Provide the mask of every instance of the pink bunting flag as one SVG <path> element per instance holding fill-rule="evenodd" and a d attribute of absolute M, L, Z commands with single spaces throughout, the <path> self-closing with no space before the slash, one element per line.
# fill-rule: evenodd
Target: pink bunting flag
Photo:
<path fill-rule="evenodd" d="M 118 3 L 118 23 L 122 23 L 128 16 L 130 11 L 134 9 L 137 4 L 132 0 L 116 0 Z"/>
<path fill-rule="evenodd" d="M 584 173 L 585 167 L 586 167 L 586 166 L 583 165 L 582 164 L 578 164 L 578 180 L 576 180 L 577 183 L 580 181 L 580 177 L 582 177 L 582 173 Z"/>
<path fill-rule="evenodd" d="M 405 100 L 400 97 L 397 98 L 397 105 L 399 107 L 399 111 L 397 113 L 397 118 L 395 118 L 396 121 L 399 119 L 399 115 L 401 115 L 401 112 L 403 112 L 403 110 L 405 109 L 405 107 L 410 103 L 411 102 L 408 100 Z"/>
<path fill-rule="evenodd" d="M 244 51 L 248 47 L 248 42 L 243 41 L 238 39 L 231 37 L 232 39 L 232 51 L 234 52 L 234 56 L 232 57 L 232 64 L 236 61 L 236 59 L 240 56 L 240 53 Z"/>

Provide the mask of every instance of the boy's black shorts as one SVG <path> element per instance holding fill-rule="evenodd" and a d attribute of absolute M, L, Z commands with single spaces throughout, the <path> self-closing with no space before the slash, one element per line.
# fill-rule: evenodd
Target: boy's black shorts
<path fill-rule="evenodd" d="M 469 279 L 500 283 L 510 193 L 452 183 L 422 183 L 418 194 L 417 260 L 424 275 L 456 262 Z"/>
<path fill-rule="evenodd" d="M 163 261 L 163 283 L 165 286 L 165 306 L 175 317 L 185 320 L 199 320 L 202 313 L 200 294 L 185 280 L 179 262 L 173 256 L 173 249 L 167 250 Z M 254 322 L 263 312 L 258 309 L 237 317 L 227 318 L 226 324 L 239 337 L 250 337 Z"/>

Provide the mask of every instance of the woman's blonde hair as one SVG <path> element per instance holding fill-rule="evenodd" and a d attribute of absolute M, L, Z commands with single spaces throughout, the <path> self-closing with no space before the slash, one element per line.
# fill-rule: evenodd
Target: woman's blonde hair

__________________________________________________

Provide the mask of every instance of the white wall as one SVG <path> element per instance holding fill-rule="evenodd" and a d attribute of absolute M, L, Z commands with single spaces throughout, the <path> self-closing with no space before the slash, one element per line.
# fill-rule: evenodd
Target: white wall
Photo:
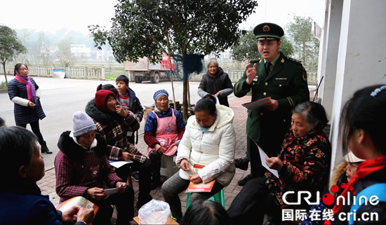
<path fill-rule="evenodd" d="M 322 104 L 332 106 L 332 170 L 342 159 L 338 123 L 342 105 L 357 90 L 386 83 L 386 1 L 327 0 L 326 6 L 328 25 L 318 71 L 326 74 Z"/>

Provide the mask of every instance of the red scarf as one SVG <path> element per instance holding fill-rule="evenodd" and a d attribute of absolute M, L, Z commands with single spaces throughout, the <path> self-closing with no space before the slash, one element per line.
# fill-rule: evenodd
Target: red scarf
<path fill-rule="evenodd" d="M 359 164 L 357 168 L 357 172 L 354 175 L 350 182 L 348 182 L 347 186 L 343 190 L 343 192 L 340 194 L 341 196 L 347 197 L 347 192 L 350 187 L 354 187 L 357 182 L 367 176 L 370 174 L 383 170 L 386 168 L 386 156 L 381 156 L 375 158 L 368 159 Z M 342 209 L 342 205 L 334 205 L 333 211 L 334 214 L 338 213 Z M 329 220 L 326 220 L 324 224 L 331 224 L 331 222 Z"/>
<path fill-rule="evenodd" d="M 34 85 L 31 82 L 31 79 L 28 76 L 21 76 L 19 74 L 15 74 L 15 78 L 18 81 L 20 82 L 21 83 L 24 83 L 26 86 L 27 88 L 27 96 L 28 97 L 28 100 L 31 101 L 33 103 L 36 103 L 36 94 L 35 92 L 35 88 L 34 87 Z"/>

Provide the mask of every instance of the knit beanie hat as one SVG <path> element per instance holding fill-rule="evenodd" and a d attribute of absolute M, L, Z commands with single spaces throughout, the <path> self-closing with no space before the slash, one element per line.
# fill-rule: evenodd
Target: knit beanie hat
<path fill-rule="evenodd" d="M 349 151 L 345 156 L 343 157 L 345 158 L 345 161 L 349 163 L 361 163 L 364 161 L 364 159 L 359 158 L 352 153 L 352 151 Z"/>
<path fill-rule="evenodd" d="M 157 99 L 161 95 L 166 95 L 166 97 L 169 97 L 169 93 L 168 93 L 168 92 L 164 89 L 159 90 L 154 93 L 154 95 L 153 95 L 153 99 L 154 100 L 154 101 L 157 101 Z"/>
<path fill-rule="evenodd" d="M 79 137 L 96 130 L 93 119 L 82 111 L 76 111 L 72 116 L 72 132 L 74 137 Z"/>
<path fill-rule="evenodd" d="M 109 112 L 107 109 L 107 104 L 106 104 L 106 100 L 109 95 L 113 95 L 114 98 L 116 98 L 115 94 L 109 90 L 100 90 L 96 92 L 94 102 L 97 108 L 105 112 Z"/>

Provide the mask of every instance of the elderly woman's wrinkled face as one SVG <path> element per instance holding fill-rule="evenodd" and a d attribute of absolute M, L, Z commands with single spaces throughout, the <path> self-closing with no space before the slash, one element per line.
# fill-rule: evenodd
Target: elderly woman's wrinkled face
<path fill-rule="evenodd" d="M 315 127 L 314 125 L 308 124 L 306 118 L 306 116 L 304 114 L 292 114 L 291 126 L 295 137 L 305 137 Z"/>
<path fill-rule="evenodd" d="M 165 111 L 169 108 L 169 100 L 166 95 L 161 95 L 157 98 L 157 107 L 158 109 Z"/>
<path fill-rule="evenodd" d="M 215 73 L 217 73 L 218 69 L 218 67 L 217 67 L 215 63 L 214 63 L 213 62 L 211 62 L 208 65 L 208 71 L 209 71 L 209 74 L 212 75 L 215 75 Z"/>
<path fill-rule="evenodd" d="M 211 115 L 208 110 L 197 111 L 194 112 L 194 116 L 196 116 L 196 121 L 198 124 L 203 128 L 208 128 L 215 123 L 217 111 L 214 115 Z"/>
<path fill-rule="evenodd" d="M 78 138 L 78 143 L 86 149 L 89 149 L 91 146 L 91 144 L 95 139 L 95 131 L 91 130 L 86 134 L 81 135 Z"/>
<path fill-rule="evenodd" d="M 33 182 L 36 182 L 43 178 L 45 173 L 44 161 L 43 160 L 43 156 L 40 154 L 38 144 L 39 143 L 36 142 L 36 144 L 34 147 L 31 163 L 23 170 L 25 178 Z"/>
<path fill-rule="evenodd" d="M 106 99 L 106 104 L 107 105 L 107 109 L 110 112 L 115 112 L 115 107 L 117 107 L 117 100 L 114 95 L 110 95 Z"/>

__________________________________________________

#### STATED TASK
Rewrite the items from the line with "Provide the mask of every instance of the pink" through the line with "Target: woman's blonde hair", swapping "bunting" for "party" and leaving everything else the same. Give only those lines.

#### OUTPUT
Provide the mask of every instance of the pink party flag as one SVG <path> element per instance holding fill-rule="evenodd" and a d attribute of absolute M, L, Z commands with single spaces throughout, the <path> self-closing with no space before the slash, one element per line.
# fill-rule: evenodd
Target: pink party flag
Photo:
<path fill-rule="evenodd" d="M 118 3 L 118 23 L 122 23 L 128 16 L 130 11 L 134 9 L 137 4 L 132 0 L 116 0 Z"/>
<path fill-rule="evenodd" d="M 584 173 L 585 167 L 586 167 L 586 166 L 583 165 L 582 164 L 578 164 L 578 180 L 576 180 L 577 183 L 580 181 L 580 177 L 582 177 L 582 173 Z"/>
<path fill-rule="evenodd" d="M 405 100 L 400 97 L 397 98 L 397 105 L 399 107 L 399 111 L 397 113 L 397 118 L 395 118 L 396 121 L 399 119 L 399 115 L 401 115 L 401 112 L 403 112 L 403 110 L 405 109 L 405 107 L 410 103 L 411 102 L 408 100 Z"/>
<path fill-rule="evenodd" d="M 244 51 L 248 47 L 248 42 L 243 41 L 238 39 L 231 37 L 232 39 L 232 51 L 234 52 L 234 56 L 232 57 L 232 64 L 236 61 L 236 59 L 240 56 L 240 53 Z"/>

Provide the mask of every instance of the boy's black shorts as one SVG <path> element per instance holding fill-rule="evenodd" and a d attribute of absolute M, L, Z commands with single spaces throughout, the <path> self-closing with no space before the slash, one element per line.
# fill-rule: evenodd
Target: boy's black shorts
<path fill-rule="evenodd" d="M 469 279 L 500 283 L 510 193 L 452 183 L 422 183 L 418 194 L 417 260 L 424 275 L 456 262 Z"/>
<path fill-rule="evenodd" d="M 163 261 L 163 283 L 165 286 L 165 306 L 175 317 L 185 320 L 199 320 L 202 313 L 200 294 L 185 280 L 179 262 L 173 256 L 173 249 L 167 250 Z M 254 322 L 263 312 L 258 309 L 237 317 L 227 318 L 226 324 L 239 337 L 250 337 Z"/>

Provide the mask of every instance of the woman's blonde hair as one SVG <path> element per instance holding fill-rule="evenodd" and a d attribute of absolute M, L, Z commands with single spaces throughout, the <path> self-closing with no space before the slash, one element per line.
# fill-rule: evenodd
Target: woman's blonde hair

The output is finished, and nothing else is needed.